__Exercise brief__: Can you repeat the data below, starting from its first line and ending with the line that contains "23 106 L 24", both ends included?

>> BEGIN Entries supplied

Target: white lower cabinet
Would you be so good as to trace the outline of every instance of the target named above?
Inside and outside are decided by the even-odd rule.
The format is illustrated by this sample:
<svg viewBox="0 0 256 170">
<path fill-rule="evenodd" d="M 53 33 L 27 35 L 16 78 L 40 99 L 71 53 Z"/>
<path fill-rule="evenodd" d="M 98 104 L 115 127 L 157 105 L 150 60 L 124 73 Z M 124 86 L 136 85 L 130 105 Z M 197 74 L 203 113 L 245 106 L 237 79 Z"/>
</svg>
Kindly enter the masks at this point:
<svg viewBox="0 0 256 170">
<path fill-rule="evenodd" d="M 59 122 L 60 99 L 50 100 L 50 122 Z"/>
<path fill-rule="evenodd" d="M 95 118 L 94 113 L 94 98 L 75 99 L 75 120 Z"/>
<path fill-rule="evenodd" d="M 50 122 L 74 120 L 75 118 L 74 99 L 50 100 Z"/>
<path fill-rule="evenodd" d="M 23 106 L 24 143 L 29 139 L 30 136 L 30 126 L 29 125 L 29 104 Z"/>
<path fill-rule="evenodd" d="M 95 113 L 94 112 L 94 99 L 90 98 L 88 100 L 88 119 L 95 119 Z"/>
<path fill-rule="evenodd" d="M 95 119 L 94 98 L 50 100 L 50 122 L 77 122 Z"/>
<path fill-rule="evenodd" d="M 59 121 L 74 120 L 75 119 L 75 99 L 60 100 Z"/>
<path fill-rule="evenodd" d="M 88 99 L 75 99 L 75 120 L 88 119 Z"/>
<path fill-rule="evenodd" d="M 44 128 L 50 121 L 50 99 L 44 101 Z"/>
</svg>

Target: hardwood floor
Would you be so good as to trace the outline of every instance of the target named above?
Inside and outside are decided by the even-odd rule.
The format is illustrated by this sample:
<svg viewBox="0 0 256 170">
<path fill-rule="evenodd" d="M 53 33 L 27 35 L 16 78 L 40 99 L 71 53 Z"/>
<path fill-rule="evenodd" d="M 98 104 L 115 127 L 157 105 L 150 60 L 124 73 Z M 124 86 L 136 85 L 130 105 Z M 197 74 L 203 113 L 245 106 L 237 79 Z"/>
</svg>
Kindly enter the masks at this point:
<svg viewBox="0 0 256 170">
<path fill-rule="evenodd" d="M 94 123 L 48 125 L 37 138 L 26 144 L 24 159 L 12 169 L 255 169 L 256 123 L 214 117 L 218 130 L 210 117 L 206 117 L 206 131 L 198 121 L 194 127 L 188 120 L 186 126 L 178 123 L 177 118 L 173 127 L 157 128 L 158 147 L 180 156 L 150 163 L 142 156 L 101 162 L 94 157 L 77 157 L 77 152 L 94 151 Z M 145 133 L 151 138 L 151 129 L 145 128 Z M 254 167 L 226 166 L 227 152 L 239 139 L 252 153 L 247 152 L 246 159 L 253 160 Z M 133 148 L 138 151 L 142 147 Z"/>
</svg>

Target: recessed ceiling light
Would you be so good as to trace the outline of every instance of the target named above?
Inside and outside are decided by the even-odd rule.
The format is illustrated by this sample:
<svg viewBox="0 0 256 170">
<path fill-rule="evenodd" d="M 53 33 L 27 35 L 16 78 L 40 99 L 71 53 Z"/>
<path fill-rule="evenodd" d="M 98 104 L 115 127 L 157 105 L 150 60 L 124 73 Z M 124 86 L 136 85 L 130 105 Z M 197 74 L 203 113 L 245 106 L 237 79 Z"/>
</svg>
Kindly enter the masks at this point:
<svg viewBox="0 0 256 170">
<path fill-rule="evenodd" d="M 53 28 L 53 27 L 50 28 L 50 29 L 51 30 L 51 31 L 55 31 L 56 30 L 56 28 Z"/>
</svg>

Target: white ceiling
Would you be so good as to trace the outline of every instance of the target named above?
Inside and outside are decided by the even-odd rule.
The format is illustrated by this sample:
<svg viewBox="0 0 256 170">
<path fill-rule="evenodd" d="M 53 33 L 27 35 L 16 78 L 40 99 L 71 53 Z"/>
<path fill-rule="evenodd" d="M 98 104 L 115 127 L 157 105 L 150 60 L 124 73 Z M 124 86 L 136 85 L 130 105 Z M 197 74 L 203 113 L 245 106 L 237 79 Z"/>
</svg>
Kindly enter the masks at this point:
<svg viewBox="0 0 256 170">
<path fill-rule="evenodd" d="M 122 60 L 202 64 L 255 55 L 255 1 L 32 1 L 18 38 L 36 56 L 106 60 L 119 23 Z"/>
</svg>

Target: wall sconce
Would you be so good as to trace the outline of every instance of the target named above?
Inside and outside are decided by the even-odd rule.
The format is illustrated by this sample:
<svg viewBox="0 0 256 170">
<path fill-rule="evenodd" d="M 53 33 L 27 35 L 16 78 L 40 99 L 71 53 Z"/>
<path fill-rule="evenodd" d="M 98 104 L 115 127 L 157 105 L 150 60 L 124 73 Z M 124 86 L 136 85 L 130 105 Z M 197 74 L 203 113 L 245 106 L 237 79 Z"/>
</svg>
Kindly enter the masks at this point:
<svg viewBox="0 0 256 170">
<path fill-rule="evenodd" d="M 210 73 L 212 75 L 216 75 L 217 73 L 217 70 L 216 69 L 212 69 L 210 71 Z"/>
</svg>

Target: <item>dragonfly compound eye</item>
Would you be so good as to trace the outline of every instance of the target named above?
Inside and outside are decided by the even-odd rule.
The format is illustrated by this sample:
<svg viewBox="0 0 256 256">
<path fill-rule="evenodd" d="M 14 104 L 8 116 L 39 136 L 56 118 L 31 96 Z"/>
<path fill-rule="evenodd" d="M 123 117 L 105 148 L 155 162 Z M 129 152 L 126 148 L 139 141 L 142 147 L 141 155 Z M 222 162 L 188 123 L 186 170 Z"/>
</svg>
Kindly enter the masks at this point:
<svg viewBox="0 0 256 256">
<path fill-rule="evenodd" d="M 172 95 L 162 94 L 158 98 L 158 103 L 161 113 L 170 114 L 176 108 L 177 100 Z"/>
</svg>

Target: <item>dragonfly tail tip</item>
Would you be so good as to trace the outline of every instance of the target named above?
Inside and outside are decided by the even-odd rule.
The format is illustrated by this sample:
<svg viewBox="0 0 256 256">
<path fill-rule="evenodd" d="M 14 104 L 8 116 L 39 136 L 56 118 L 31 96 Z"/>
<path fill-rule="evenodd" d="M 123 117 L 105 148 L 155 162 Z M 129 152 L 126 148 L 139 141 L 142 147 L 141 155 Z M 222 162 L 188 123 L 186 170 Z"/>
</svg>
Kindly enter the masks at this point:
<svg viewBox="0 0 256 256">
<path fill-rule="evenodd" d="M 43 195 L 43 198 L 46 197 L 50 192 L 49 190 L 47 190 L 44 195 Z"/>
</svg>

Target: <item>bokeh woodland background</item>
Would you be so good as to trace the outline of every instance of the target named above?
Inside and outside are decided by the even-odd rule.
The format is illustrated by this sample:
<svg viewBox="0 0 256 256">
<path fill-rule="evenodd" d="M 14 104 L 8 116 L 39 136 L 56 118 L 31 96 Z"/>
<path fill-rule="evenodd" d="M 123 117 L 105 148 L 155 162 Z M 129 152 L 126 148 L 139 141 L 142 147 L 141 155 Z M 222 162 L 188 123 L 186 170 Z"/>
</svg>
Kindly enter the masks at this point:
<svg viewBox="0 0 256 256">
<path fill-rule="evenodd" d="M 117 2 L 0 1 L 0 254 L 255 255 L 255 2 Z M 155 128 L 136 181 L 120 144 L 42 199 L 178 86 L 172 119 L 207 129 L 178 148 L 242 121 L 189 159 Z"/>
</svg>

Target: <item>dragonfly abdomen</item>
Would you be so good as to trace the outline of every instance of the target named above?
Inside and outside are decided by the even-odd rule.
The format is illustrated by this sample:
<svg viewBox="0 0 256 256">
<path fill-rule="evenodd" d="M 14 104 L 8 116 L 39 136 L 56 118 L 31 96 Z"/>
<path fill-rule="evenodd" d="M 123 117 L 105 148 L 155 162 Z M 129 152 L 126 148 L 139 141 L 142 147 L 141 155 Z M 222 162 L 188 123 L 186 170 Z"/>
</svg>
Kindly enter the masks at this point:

>> END Entries supplied

__Solution__:
Target: white lower cabinet
Would you be so good as to trace the outline of every instance of the target named above?
Inside and outside are decided by the even-odd rule.
The format is illustrated by this sample:
<svg viewBox="0 0 256 170">
<path fill-rule="evenodd" d="M 53 33 L 27 35 L 16 78 L 40 99 L 71 53 Z"/>
<path fill-rule="evenodd" d="M 98 104 L 115 127 L 157 105 L 150 60 L 124 73 Z M 124 86 L 136 85 L 130 105 Z M 197 74 L 203 113 L 245 106 L 237 79 Z"/>
</svg>
Kindly enter the masks at this point:
<svg viewBox="0 0 256 170">
<path fill-rule="evenodd" d="M 59 122 L 60 99 L 50 100 L 50 122 Z"/>
<path fill-rule="evenodd" d="M 95 118 L 94 113 L 94 98 L 75 99 L 75 120 Z"/>
<path fill-rule="evenodd" d="M 50 122 L 74 120 L 75 118 L 74 99 L 50 100 Z"/>
<path fill-rule="evenodd" d="M 23 106 L 24 143 L 29 139 L 30 136 L 30 126 L 29 125 L 29 104 Z"/>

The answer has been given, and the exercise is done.